**Task**: Write out the passage of the Neural Net Objective post verbatim, starting at "We found that" and ending at "Foldit design paper.".

**Quoted passage**:
The Neural Net Objective

Started by bkoep

bkoep Staff Lv 1

To help players reach high AlphaFold confidence, we are launching a new Neural Net Objective that can highlight the parts of your protein that are incompatible with an AlphaFold prediction.

A guide for AlphaFold confidence

Since we launched the DeepMind AlphaFold tool in Foldit last summer, players have been able to submit their protein designs for AlphaFold prediction. The confidence of an AlphaFold prediction seems to be a good indicator of design success.


Figure 1. Successful designs (blue) tend to yield AlphaFold predictions with higher confidence than design failures (orange). We would like a way to convert low-confidence solutions into high-confidence solutions.

This is nice because a high AlphaFold confidence gives us some human confidence that our designs will fold in the lab. For especially motivated Foldit players, it suggests when a work-in-progress has become “good enough” and it’s time to start over with another design.

However, a low confidence can be frustrating to work with, because the prediction doesn’t suggest how you can improve your design. You are on your own to try and guess what it is that AlphaFold doesn’t like in your design.

The Neural Net Objective is meant to guide Foldit players towards designs with higher AlphaFold confidence. This new Objective analyzes the underlying data in an AlphaFold prediction, and looks for local regions of your solution that contrast with this data.

Local design quality

Before digging in, let’s re-familiarize ourselves with the concept of local interactions in a protein.

Local interactions occur between residues that are close in sequence – for example, H-bonding between residues in the same loop. By contrast, non-local interactions involve residues that are far from each other in the protein sequence (although they might end up close to one another after the protein folds).


Figure 2. An example protein design 2003796_1015</i> by Galaxie, illustrating local and non-local interactions. The green dashed line shows a local H-bond, between two residues that are close to one another in the protein sequence. The blue dashed line shows a non-local H-bond, between two residues from distant parts of the protein chain.</i>

Seasoned Foldit players might remember back in 2017 when we liked to make a big deal about fragment quality. During our design analysis, Foldit scientists would focus on local interactions in a protein design by breaking it down into small fragments (about 9 residues), which could be easily compared with fragments of natural proteins.

We found that the Foldit Rebuild tool was introducing unrealistic fragments into Foldit players’ designs, with shapes that didn’t match normal protein fragments. These unrealistic fragments were preventing the whole protein from folding.

It was convenient that we could isolate the problem to a local issue, because it suggested the problem might be corrected locally as well, without disrupting the rest of the protein design. In some cases, it seemed you could just swap out a single bad loop with a better one, and “rescue” the whole design.

Ultimately, the fragment quality analysis led us to revamp the old Rebuild tool into the newer Remix, and focus on “idealized” loops with well-known ABEGO patterns. Now, without the wacky fragments, Foldit players have able to design creative new proteins with a high success rate, as described in the landmark 2019 Foldit design paper.

Of course, in the full picture, there is more to protein folding than local effects! A protein folding landscape includes lots of important “long-range” interactions that can’t be captured in small fragments. But, if we can pinpoint local problems with a design, these are usually the first places to make improvements.

**Dataset**:
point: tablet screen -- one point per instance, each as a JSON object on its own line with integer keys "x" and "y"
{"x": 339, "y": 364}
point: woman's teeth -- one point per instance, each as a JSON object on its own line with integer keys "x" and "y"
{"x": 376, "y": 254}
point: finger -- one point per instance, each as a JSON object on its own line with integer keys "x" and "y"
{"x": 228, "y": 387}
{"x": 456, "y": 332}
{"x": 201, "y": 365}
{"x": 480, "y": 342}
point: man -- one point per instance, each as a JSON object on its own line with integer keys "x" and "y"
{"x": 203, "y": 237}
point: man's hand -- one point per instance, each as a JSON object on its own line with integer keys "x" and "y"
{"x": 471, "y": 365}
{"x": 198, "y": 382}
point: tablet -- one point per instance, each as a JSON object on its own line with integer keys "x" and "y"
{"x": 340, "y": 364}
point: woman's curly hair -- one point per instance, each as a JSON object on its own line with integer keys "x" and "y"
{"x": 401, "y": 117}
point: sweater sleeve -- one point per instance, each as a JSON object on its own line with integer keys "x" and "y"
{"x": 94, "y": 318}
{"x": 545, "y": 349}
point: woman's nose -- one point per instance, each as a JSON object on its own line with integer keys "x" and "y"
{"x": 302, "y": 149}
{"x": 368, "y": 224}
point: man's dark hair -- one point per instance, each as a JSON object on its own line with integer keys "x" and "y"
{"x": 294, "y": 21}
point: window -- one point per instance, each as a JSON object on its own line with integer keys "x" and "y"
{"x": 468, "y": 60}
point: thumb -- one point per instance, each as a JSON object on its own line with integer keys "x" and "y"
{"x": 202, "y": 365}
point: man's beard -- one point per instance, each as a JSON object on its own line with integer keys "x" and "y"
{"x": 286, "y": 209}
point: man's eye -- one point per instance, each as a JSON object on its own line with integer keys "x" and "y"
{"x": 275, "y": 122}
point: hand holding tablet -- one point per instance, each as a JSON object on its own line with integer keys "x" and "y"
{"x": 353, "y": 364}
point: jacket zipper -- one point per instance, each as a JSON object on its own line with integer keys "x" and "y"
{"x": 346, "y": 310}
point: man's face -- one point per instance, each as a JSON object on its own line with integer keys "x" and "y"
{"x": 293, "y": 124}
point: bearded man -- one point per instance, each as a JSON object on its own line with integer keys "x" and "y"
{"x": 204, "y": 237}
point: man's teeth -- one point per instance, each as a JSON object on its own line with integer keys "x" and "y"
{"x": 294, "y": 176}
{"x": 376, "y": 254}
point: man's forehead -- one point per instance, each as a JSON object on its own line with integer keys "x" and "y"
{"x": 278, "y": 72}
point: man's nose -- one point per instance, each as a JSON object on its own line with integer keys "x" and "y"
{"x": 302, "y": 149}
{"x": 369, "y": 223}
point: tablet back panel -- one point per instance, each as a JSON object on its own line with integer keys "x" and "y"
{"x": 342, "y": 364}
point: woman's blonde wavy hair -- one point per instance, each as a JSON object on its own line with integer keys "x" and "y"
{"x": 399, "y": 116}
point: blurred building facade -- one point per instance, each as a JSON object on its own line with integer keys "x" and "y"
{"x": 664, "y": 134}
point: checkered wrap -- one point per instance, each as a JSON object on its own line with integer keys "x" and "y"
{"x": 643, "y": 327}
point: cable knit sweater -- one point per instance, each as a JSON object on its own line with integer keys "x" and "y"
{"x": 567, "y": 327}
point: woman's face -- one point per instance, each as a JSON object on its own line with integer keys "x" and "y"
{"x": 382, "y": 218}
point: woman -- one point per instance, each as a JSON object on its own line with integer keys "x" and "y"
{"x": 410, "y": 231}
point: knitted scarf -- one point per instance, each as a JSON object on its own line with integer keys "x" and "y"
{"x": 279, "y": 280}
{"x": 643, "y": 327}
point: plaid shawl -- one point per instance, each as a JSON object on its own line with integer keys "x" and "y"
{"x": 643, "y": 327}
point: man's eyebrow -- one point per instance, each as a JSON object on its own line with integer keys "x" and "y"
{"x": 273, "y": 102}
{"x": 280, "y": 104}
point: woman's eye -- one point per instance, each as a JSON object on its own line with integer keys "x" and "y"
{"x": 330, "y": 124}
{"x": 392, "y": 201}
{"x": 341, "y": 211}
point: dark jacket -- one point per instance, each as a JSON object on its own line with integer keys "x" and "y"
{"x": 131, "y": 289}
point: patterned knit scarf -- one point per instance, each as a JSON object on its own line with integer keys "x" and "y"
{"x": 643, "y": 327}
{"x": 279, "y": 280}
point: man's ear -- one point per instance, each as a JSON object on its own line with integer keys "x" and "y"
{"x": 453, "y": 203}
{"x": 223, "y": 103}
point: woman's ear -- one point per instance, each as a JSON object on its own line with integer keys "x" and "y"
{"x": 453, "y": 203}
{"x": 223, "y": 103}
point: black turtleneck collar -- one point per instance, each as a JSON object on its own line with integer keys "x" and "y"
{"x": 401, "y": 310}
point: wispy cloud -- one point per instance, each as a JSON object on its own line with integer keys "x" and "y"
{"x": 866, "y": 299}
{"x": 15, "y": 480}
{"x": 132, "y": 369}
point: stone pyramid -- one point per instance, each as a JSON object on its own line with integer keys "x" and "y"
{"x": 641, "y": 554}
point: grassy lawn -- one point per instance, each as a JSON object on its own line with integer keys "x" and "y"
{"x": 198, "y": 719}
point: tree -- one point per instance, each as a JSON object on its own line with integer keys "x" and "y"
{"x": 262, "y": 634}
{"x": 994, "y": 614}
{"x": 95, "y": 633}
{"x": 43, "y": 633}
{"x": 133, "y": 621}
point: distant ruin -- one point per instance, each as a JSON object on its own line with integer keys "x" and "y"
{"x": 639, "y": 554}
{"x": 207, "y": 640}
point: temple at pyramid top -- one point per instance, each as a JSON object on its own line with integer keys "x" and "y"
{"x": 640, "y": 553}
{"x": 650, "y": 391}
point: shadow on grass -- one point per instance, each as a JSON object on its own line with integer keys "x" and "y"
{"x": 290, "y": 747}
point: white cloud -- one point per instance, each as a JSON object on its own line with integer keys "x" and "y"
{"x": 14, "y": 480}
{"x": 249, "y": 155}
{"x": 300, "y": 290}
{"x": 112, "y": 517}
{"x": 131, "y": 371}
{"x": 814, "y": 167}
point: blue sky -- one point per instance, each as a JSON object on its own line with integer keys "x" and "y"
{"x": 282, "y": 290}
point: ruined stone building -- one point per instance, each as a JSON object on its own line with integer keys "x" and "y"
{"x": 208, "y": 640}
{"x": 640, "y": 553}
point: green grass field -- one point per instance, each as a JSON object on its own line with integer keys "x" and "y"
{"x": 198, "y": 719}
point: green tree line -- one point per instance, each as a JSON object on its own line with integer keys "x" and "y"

**Exercise response**:
We found that the Foldit Rebuild tool was introducing unrealistic fragments into Foldit players’ designs, with shapes that didn’t match normal protein fragments. These unrealistic fragments were preventing the whole protein from folding.

It was convenient that we could isolate the problem to a local issue, because it suggested the problem might be corrected locally as well, without disrupting the rest of the protein design. In some cases, it seemed you could just swap out a single bad loop with a better one, and “rescue” the whole design.

Ultimately, the fragment quality analysis led us to revamp the old Rebuild tool into the newer Remix, and focus on “idealized” loops with well-known ABEGO patterns. Now, without the wacky fragments, Foldit players have able to design creative new proteins with a high success rate, as described in the landmark 2019 Foldit design paper.